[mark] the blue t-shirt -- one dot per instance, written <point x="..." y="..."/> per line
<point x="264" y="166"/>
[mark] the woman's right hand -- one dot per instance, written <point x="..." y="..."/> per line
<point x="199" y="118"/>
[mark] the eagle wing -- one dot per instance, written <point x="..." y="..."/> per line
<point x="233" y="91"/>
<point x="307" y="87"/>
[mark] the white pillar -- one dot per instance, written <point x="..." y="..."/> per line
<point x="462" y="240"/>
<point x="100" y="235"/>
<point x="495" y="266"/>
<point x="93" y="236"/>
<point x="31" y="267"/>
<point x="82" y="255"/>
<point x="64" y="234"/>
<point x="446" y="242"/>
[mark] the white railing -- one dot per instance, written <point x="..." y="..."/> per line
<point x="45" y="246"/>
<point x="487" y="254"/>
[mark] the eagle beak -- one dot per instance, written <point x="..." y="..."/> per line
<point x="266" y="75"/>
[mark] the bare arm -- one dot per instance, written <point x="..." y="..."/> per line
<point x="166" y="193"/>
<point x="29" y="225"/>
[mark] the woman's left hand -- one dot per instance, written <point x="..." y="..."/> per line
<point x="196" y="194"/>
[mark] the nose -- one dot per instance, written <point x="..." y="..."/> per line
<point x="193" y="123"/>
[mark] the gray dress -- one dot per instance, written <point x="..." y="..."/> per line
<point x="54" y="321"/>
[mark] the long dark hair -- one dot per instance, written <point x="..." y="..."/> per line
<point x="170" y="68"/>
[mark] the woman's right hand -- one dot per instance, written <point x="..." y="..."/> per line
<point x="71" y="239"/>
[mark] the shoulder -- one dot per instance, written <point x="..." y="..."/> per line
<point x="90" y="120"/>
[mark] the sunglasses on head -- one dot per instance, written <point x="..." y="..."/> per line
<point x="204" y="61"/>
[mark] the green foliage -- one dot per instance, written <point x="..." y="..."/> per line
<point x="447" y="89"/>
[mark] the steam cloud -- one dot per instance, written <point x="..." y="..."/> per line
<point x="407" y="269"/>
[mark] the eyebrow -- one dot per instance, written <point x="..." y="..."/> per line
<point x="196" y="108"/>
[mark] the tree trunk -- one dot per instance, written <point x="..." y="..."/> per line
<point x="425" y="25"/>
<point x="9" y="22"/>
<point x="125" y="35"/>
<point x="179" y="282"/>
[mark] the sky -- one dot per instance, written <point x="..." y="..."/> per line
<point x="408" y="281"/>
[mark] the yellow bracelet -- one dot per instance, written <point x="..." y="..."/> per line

EXERCISE BRIEF:
Repeat exactly, and only, the lines from the one containing "[mark] the sky" through the last line above.

EXERCISE RESPONSE:
[mark] the sky -- one dot per instance, written <point x="..." y="..."/> per line
<point x="408" y="281"/>
[mark] the yellow bracelet -- one dot per instance, written <point x="..." y="..."/> per line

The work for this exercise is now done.